*** Exercise text ***
- Born: November 11, 1914 Wichita Falls, Texas, US
- Died: June 1, 2006 (aged 91) Fort Worth, Texas, US
- Education: Yale University
- Occupations: Investor, philanthropist
- Spouse: Nancy Lee Muse ​(m. 1941)​
- Children: Sid Bass Lee Bass Ed Bass Robert Bass
- Relatives: Sid W. Richardson (uncle) Hyatt Bass (granddaughter)

= Perry Richardson Bass =

American billionaire, philanthropist and patriarch to the Bass Brothers of Fort Worth

Perry Richardson Bass (November 11, 1914 – June 1, 2006) was an American heir, investor, philanthropist and sailor.

==Early life and education==
Richardson Bass was born on November 11, 1914, in Wichita Falls, Texas to oil operator Dr. E. Perry Bass and Anne Richardson Bass. He was educated at The Hill School in Pottstown, Pennsylvania. He graduated from Yale University in New Haven, Connecticut with a Bachelor of Science degree in Geology in 1937.

==Career==
He worked for his uncle, Sid W. Richardson, a rancher and oil wildcatter, in the 1940s and 1950s. Upon his uncle's death, he inherited his oil and ranching interests, worth several million dollars.
*** Data extract ***
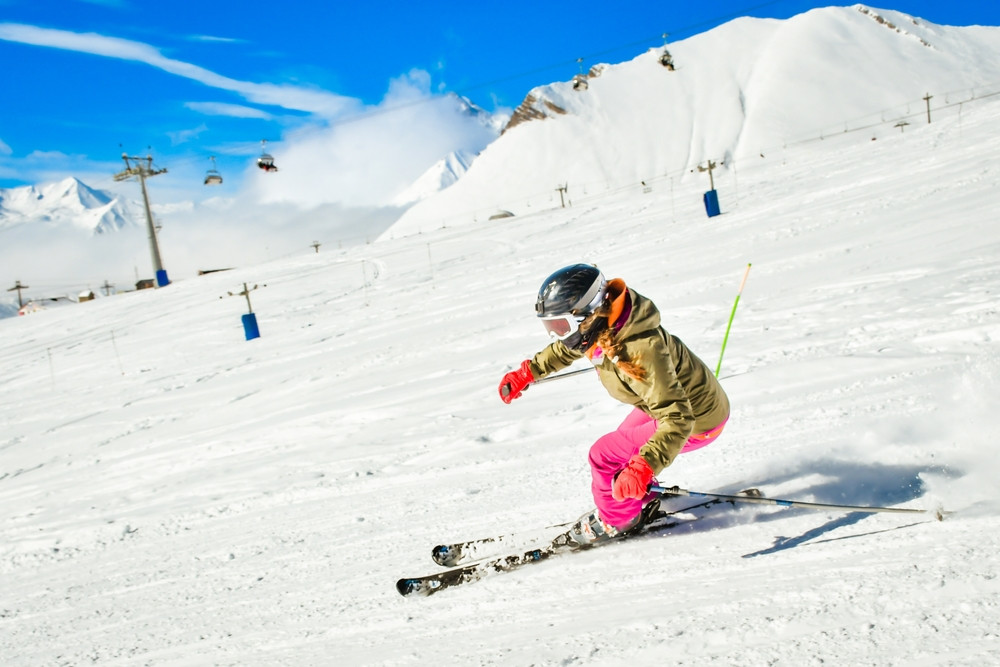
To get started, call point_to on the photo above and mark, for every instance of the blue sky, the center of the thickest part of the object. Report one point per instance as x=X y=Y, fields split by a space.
x=86 y=79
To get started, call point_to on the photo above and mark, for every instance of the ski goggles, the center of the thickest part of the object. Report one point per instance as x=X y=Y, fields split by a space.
x=561 y=326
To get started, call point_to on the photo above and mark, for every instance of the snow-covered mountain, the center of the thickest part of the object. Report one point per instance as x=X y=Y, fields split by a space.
x=174 y=495
x=737 y=94
x=69 y=203
x=443 y=174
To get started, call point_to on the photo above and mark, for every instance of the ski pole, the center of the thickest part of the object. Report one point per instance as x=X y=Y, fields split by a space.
x=725 y=338
x=674 y=491
x=559 y=376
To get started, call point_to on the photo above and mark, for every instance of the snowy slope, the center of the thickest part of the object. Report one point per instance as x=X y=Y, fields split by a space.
x=175 y=495
x=746 y=89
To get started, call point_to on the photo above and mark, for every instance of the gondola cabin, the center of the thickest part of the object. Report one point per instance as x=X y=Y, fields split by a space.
x=212 y=176
x=266 y=161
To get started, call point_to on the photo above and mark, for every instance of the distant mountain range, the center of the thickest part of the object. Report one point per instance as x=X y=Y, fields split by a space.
x=68 y=203
x=734 y=94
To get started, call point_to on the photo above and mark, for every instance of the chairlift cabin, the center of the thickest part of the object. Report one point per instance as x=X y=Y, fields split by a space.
x=266 y=161
x=212 y=176
x=667 y=60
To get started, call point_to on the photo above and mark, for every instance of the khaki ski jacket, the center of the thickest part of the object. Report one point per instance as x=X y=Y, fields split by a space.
x=678 y=389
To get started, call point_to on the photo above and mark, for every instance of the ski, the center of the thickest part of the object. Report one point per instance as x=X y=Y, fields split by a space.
x=458 y=553
x=562 y=543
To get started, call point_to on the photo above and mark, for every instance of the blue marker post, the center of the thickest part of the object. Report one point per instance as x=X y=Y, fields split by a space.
x=250 y=328
x=710 y=198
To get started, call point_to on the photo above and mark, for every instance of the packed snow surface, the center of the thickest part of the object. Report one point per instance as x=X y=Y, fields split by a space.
x=173 y=494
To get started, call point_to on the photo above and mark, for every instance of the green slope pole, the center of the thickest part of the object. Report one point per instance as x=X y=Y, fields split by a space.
x=725 y=338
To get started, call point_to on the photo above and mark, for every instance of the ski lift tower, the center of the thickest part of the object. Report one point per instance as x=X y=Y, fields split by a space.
x=135 y=168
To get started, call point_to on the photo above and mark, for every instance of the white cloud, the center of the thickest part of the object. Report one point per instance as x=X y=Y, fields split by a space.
x=367 y=160
x=231 y=110
x=184 y=136
x=300 y=98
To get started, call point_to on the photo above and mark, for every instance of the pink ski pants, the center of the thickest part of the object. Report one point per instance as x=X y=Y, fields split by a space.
x=611 y=453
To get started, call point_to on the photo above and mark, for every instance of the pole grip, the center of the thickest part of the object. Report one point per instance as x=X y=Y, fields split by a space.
x=761 y=500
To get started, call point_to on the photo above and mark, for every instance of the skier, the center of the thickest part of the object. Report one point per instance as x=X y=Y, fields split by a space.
x=679 y=404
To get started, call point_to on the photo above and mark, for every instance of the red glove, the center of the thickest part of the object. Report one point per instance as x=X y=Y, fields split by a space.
x=633 y=481
x=515 y=381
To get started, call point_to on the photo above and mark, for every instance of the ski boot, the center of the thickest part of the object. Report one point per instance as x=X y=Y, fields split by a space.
x=591 y=530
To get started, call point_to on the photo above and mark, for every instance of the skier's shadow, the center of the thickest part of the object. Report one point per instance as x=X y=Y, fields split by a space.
x=843 y=483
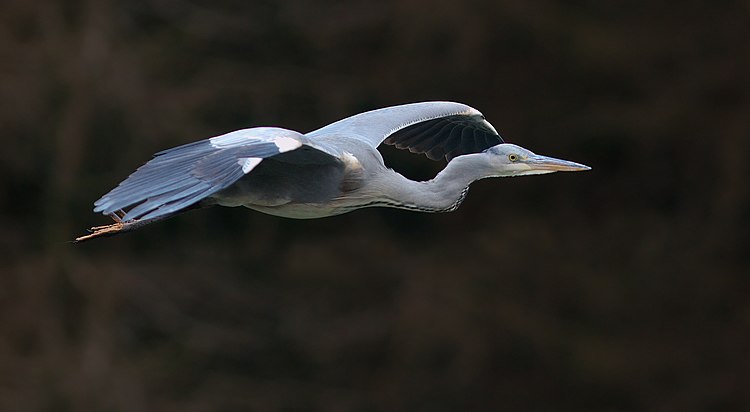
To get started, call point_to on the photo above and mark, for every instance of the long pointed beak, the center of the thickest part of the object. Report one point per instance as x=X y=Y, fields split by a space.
x=550 y=164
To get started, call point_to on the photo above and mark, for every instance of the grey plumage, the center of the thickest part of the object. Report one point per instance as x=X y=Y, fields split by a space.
x=332 y=170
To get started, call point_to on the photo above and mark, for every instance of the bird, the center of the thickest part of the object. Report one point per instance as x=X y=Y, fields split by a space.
x=329 y=171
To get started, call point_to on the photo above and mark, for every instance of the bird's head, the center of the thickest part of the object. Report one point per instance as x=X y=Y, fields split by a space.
x=512 y=160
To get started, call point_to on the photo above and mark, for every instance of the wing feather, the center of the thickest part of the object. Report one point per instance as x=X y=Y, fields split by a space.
x=182 y=176
x=418 y=127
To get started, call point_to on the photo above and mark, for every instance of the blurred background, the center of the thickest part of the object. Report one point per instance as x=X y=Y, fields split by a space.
x=623 y=288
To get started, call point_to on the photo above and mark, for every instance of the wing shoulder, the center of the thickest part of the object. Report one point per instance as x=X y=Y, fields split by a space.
x=437 y=129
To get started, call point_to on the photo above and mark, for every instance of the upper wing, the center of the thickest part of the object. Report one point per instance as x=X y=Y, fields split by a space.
x=177 y=178
x=438 y=129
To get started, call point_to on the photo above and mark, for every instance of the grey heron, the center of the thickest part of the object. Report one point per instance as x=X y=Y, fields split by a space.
x=326 y=172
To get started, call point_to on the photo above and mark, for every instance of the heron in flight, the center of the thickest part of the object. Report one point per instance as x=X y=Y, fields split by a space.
x=329 y=171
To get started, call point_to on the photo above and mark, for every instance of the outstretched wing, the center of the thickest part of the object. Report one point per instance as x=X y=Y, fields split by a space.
x=437 y=129
x=177 y=178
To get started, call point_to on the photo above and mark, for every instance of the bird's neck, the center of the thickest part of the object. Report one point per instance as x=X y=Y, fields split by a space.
x=445 y=192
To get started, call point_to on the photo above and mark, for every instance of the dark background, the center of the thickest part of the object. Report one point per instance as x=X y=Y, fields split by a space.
x=623 y=288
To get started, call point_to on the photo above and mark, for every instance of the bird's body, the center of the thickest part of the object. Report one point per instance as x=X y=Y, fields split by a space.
x=329 y=171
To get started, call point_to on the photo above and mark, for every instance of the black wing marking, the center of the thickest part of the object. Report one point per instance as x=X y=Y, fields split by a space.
x=180 y=177
x=446 y=137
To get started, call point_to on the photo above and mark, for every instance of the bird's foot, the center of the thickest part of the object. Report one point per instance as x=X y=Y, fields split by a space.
x=106 y=230
x=98 y=231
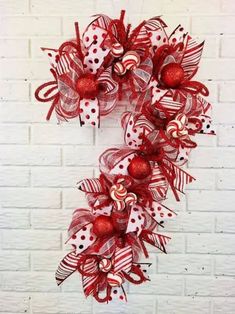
***
● Required tasks:
**a.** In the Perry Richardson Bass biography, switch "oil wildcatter" to "oil prospector" and write out the passage between "Perry Richardson Bass (November" and "several million dollars.", inclusive.
**b.** Resume the Perry Richardson Bass biography from the point where it stops.
The records play no part here.

● Task results:
**a.**
Perry Richardson Bass (November 11, 1914 – June 1, 2006) was an American heir, investor, philanthropist and sailor.

==Early life and education==
Richardson Bass was born on November 11, 1914, in Wichita Falls, Texas to oil operator Dr. E. Perry Bass and Anne Richardson Bass. He was educated at The Hill School in Pottstown, Pennsylvania. He graduated from Yale University in New Haven, Connecticut with a Bachelor of Science degree in Geology in 1937.

==Career==
He worked for his uncle, Sid W. Richardson, a rancher and oil prospector, in the 1940s and 1950s. Upon his uncle's death, he inherited his oil and ranching interests, worth several million dollars.

**b.**
==Philanthropy==
As a result of good investments, Bass was worth US$1 billion by 2005 and was the 746th-wealthiest American citizen. He became a philanthropist. He funded the Nancy Lee and Perry R. Bass Performance Hall in Fort Worth, Texas. In 1991, he donated US$1 million to 50 institutions. The Perry R. Bass Marine Fisheries Research Center in Palacios, Texas is named in his honor.

With his wife, he has donated art to the Kimbell Art Museum in Fort Worth. The collection includes Street in Saintes-Maries-de-la-Mer and Enclosed Field with Plowman by Vincent van Gogh as well as Fruit Dish, Bottle, and Guitar by Pablo Picasso. It also includes paintings by Claude Monet, Camille Pissarro, Pierre-Auguste Renoir, Édouard Vuillard, Pierre Bonnard, Henri Matisse, Joan Miró, Fernand Léger, Marc Chagall and Mark Rothko as well as sculptures by Auguste Rodin, Aristide Maillol and Simon Segal.

He was a leading syndicate member of the unsuccessful 1974 America’s Cup defender candidate, Mariner, helmed by Ted Turner.

The Nancy Lee and Perry R. Bass Center for Molecular and Structural Biology is named after Bass and his wife, and was completed in 1993.

==Sailor==
Perry built his own wooden Snipe sailboat; in 1935, while studying at Yale, he won the Snipe class world sailing championship. A one-time vice commodore of the Houston Yacht Club and a longtime member of the Del Rey Yacht Club, he was honorary navigator for Ted Turner's "American Eagle" when it won the Southern Ocean Racing Circuit and the Sydney to Hobart Yacht Race in 1972.

==Personal life==
He married Nancy Lee Muse in 1941. They had four sons, all notable businessmen and philanthropists, and all billionaires: Sid Bass (born 1942), Ed Bass (born 1945), Robert Bass (born 1948) and Lee Bass (born 1956)

==Death==
He died on June 1, 2006, in Fort Worth, Texas.